(Bounding box annotation entries)
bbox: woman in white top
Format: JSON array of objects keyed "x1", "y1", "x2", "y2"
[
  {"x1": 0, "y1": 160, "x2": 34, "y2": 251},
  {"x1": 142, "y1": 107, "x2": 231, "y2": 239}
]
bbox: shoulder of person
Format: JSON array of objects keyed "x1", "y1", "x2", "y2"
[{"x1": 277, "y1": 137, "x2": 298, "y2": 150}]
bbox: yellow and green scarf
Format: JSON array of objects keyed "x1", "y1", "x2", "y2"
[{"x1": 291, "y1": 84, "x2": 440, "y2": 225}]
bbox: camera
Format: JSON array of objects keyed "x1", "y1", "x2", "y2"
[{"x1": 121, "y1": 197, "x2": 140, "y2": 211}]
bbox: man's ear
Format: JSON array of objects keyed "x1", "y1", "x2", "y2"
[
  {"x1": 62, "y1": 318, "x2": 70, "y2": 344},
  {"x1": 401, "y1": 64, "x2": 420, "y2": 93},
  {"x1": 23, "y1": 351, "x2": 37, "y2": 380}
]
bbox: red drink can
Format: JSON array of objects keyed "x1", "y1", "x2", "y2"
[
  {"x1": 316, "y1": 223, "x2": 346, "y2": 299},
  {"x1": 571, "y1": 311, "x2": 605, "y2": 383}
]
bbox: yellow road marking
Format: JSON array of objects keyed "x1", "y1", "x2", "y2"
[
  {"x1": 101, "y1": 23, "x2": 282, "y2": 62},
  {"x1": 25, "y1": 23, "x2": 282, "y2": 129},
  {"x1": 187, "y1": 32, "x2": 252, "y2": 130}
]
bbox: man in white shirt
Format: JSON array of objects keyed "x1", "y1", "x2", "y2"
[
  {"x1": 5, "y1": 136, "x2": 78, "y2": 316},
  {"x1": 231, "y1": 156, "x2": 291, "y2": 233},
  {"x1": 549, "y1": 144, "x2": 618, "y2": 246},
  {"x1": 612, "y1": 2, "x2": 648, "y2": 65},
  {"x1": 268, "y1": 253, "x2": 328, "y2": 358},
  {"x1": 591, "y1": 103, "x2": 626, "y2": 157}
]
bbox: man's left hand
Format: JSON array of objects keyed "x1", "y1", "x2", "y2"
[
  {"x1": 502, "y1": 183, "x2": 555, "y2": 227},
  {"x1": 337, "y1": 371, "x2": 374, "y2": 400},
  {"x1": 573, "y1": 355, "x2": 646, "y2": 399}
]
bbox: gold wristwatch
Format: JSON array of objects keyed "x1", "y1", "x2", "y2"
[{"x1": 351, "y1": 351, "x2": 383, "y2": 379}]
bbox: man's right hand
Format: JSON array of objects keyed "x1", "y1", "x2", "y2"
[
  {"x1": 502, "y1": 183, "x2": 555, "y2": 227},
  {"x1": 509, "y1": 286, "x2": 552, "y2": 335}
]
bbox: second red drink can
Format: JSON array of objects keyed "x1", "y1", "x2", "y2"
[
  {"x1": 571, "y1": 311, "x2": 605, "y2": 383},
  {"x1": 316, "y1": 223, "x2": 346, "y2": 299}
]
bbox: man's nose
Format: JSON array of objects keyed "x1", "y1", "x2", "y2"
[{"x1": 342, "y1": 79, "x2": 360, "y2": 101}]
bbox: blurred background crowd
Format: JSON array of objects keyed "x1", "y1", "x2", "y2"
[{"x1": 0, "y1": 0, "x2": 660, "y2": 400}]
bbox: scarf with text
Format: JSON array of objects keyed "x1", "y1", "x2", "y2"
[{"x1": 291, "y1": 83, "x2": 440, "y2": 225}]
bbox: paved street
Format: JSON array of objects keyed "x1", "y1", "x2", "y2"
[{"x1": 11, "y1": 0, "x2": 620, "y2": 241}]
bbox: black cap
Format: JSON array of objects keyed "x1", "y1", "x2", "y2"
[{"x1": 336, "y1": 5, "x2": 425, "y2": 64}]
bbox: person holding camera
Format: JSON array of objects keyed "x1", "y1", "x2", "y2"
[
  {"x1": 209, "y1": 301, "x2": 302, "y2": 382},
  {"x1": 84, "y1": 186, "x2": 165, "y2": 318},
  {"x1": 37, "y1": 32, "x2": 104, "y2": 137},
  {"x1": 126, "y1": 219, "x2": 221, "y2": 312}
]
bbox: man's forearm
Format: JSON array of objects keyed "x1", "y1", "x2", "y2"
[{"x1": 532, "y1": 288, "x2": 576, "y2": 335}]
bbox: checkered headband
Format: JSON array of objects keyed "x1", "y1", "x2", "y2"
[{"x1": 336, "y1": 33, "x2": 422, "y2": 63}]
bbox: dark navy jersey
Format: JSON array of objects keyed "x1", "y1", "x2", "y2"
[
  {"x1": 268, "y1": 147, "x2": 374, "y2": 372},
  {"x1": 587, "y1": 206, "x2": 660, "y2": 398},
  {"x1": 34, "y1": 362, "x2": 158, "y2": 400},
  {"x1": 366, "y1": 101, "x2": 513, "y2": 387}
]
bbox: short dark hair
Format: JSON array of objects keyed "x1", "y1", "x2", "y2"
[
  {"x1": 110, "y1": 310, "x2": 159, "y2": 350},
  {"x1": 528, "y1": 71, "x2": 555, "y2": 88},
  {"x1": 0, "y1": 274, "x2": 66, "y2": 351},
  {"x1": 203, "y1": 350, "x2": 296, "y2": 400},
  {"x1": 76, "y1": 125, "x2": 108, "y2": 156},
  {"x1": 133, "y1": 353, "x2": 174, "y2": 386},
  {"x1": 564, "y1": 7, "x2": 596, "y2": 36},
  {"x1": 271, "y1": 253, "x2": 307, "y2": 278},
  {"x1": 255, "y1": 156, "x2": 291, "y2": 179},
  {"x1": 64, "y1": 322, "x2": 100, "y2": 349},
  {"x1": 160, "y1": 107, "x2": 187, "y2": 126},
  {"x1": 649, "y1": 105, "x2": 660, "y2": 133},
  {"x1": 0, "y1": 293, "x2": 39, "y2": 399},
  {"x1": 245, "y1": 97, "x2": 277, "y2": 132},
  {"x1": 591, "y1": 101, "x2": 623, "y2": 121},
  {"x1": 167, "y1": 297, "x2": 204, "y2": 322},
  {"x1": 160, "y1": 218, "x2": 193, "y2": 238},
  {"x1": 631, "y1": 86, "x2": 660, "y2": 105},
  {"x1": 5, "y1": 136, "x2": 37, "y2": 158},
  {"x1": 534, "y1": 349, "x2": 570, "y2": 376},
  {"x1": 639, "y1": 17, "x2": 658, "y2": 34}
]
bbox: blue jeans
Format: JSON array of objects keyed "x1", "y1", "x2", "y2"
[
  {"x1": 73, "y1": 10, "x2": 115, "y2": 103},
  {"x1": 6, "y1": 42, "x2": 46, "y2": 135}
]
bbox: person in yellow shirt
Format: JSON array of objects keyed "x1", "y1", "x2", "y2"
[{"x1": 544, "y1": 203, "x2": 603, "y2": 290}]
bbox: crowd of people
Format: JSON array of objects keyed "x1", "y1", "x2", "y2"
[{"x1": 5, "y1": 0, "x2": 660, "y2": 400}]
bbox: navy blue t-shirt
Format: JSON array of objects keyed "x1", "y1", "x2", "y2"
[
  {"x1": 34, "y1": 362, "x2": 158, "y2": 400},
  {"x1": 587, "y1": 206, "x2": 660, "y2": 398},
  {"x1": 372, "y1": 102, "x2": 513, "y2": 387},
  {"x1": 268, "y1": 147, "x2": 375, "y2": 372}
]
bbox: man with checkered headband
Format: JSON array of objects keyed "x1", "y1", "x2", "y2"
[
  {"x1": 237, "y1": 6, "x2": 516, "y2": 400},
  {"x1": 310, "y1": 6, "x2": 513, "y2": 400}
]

__Written exercise__
Write the material out again word for word.

__Expected answer__
bbox: woman in white top
Format: JSON array of objects keyed "x1", "y1", "x2", "y2"
[
  {"x1": 0, "y1": 160, "x2": 34, "y2": 251},
  {"x1": 142, "y1": 107, "x2": 231, "y2": 239}
]
bbox: shoulder of person
Format: JSON array of objects keyed "x1", "y1", "x2", "y2"
[{"x1": 277, "y1": 137, "x2": 298, "y2": 150}]
bbox: yellow and green scarf
Format: JSON array of objects keyed "x1", "y1", "x2", "y2"
[{"x1": 291, "y1": 84, "x2": 440, "y2": 225}]
bbox: camera
Format: JSON array of objects keyed "x1", "y1", "x2", "y2"
[{"x1": 121, "y1": 197, "x2": 140, "y2": 211}]
bbox: man's ear
Format: JSON array of objects keyed "x1", "y1", "x2", "y2"
[
  {"x1": 62, "y1": 318, "x2": 70, "y2": 344},
  {"x1": 401, "y1": 64, "x2": 420, "y2": 93},
  {"x1": 23, "y1": 351, "x2": 37, "y2": 380}
]
bbox: red drink can
Format: JSON array of objects keyed "x1", "y1", "x2", "y2"
[
  {"x1": 316, "y1": 223, "x2": 346, "y2": 299},
  {"x1": 571, "y1": 311, "x2": 605, "y2": 383}
]
bbox: yellow road marking
Format: JSON array of objects keyed "x1", "y1", "x2", "y2"
[
  {"x1": 101, "y1": 23, "x2": 282, "y2": 62},
  {"x1": 25, "y1": 23, "x2": 282, "y2": 129},
  {"x1": 187, "y1": 32, "x2": 252, "y2": 130}
]
bbox: man in white shirt
Format: JSON array of objects keyed "x1", "y1", "x2", "y2"
[
  {"x1": 5, "y1": 136, "x2": 78, "y2": 316},
  {"x1": 231, "y1": 156, "x2": 291, "y2": 233},
  {"x1": 549, "y1": 144, "x2": 618, "y2": 246},
  {"x1": 612, "y1": 2, "x2": 648, "y2": 65},
  {"x1": 268, "y1": 253, "x2": 328, "y2": 358},
  {"x1": 591, "y1": 103, "x2": 626, "y2": 157}
]
bbox: man's left hand
Format: JSON array of objects keyed "x1", "y1", "x2", "y2"
[
  {"x1": 502, "y1": 183, "x2": 555, "y2": 227},
  {"x1": 337, "y1": 371, "x2": 374, "y2": 400},
  {"x1": 573, "y1": 355, "x2": 646, "y2": 399}
]
bbox: gold wristwatch
Format: JSON array of objects keyed "x1", "y1", "x2", "y2"
[{"x1": 351, "y1": 351, "x2": 383, "y2": 379}]
bbox: man's right hand
Format: JSON array of objects keyed "x1", "y1", "x2", "y2"
[
  {"x1": 502, "y1": 183, "x2": 555, "y2": 227},
  {"x1": 509, "y1": 286, "x2": 552, "y2": 335}
]
bbox: second red drink can
Format: JSON array of objects keyed "x1", "y1", "x2", "y2"
[
  {"x1": 571, "y1": 311, "x2": 605, "y2": 383},
  {"x1": 316, "y1": 223, "x2": 346, "y2": 299}
]
bbox: man's nose
Format: JSON array of objects keyed "x1", "y1", "x2", "y2"
[{"x1": 342, "y1": 79, "x2": 360, "y2": 101}]
bbox: blurred background crowd
Format: JSON array of objects keyed "x1", "y1", "x2", "y2"
[{"x1": 0, "y1": 0, "x2": 660, "y2": 400}]
bbox: scarf with text
Format: JSON array of objects keyed "x1", "y1", "x2", "y2"
[{"x1": 291, "y1": 83, "x2": 440, "y2": 225}]
bbox: paved street
Format: JSON array of objects keyed "x1", "y1", "x2", "y2"
[{"x1": 11, "y1": 0, "x2": 620, "y2": 241}]
bbox: black cap
Format: JSON array of objects keyed "x1", "y1", "x2", "y2"
[{"x1": 336, "y1": 5, "x2": 425, "y2": 64}]
bbox: person holding camera
Format: JSON array of objects keyed "x1", "y1", "x2", "y2"
[
  {"x1": 209, "y1": 301, "x2": 302, "y2": 382},
  {"x1": 84, "y1": 186, "x2": 165, "y2": 318},
  {"x1": 37, "y1": 32, "x2": 104, "y2": 137},
  {"x1": 126, "y1": 219, "x2": 221, "y2": 312}
]
bbox: man's forearm
Format: JSON array of objects keyed "x1", "y1", "x2", "y2"
[{"x1": 532, "y1": 288, "x2": 576, "y2": 335}]
bbox: checkered headband
Format: JSON array of objects keyed "x1", "y1", "x2", "y2"
[{"x1": 336, "y1": 33, "x2": 422, "y2": 63}]
bbox: dark navy jersey
Format: JSON array of objects keyed "x1", "y1", "x2", "y2"
[
  {"x1": 268, "y1": 147, "x2": 374, "y2": 372},
  {"x1": 587, "y1": 206, "x2": 660, "y2": 398},
  {"x1": 34, "y1": 362, "x2": 158, "y2": 400},
  {"x1": 366, "y1": 101, "x2": 513, "y2": 387}
]
bbox: short dark hair
Format: JSON array of objects keyed "x1", "y1", "x2", "y2"
[
  {"x1": 110, "y1": 310, "x2": 159, "y2": 350},
  {"x1": 528, "y1": 71, "x2": 555, "y2": 88},
  {"x1": 0, "y1": 274, "x2": 66, "y2": 351},
  {"x1": 203, "y1": 350, "x2": 296, "y2": 400},
  {"x1": 76, "y1": 125, "x2": 108, "y2": 156},
  {"x1": 133, "y1": 353, "x2": 174, "y2": 386},
  {"x1": 564, "y1": 7, "x2": 596, "y2": 36},
  {"x1": 271, "y1": 253, "x2": 307, "y2": 278},
  {"x1": 255, "y1": 156, "x2": 291, "y2": 179},
  {"x1": 64, "y1": 322, "x2": 100, "y2": 349},
  {"x1": 160, "y1": 107, "x2": 187, "y2": 126},
  {"x1": 649, "y1": 105, "x2": 660, "y2": 133},
  {"x1": 0, "y1": 293, "x2": 39, "y2": 399},
  {"x1": 245, "y1": 97, "x2": 277, "y2": 132},
  {"x1": 591, "y1": 101, "x2": 623, "y2": 121},
  {"x1": 167, "y1": 297, "x2": 204, "y2": 322},
  {"x1": 160, "y1": 218, "x2": 193, "y2": 238},
  {"x1": 631, "y1": 86, "x2": 660, "y2": 105},
  {"x1": 5, "y1": 136, "x2": 37, "y2": 158},
  {"x1": 534, "y1": 349, "x2": 570, "y2": 376},
  {"x1": 639, "y1": 17, "x2": 658, "y2": 34}
]
bbox: blue jeans
Format: JSON array of objects keyed "x1", "y1", "x2", "y2"
[
  {"x1": 73, "y1": 10, "x2": 115, "y2": 103},
  {"x1": 6, "y1": 42, "x2": 46, "y2": 135}
]
bbox: person in yellow shirt
Format: JSON array of objects keyed "x1", "y1", "x2", "y2"
[{"x1": 544, "y1": 203, "x2": 603, "y2": 290}]
bbox: crowd of people
Format: JSON array of objects keyed "x1", "y1", "x2", "y2"
[{"x1": 5, "y1": 0, "x2": 660, "y2": 400}]
bbox: navy blue t-shirt
Format: JSON array of objects keyed "x1", "y1", "x2", "y2"
[
  {"x1": 34, "y1": 362, "x2": 158, "y2": 400},
  {"x1": 587, "y1": 206, "x2": 660, "y2": 398},
  {"x1": 372, "y1": 102, "x2": 513, "y2": 387},
  {"x1": 268, "y1": 147, "x2": 375, "y2": 372}
]
bbox: man with checkered headband
Format: JSON array of objects keyed "x1", "y1", "x2", "y2"
[
  {"x1": 237, "y1": 6, "x2": 516, "y2": 400},
  {"x1": 310, "y1": 6, "x2": 513, "y2": 400}
]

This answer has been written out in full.